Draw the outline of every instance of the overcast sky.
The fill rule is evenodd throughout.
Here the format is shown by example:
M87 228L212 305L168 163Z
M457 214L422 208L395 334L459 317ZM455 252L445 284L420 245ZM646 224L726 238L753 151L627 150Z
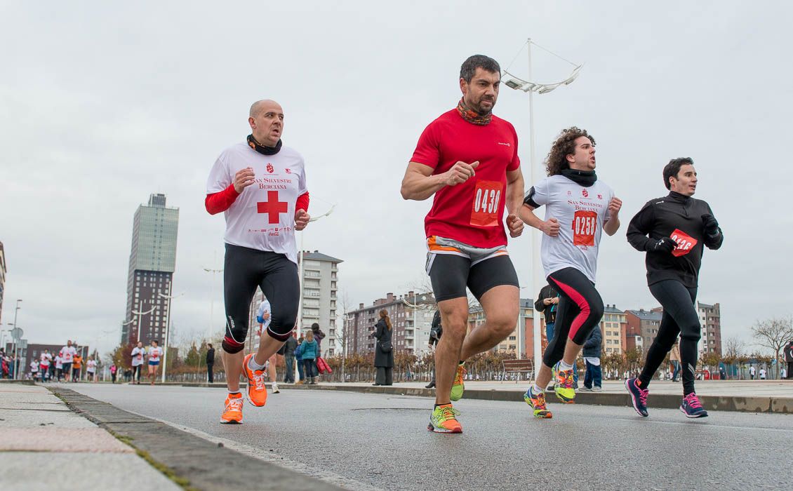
■ ■ ■ ■
→ **Stated task**
Put every line of the rows above into a numbered list, skipping blank lines and leaving out the picture.

→ **Expected answer**
1. Draw the outline of every instance of the overcast sky.
2. The fill rule is evenodd throughout.
3. Here the format is shown by example:
4. M87 228L212 305L168 163Z
5. M457 214L422 208L395 334L459 317ZM455 252L445 284L420 245ZM646 224L726 238L753 151L627 150Z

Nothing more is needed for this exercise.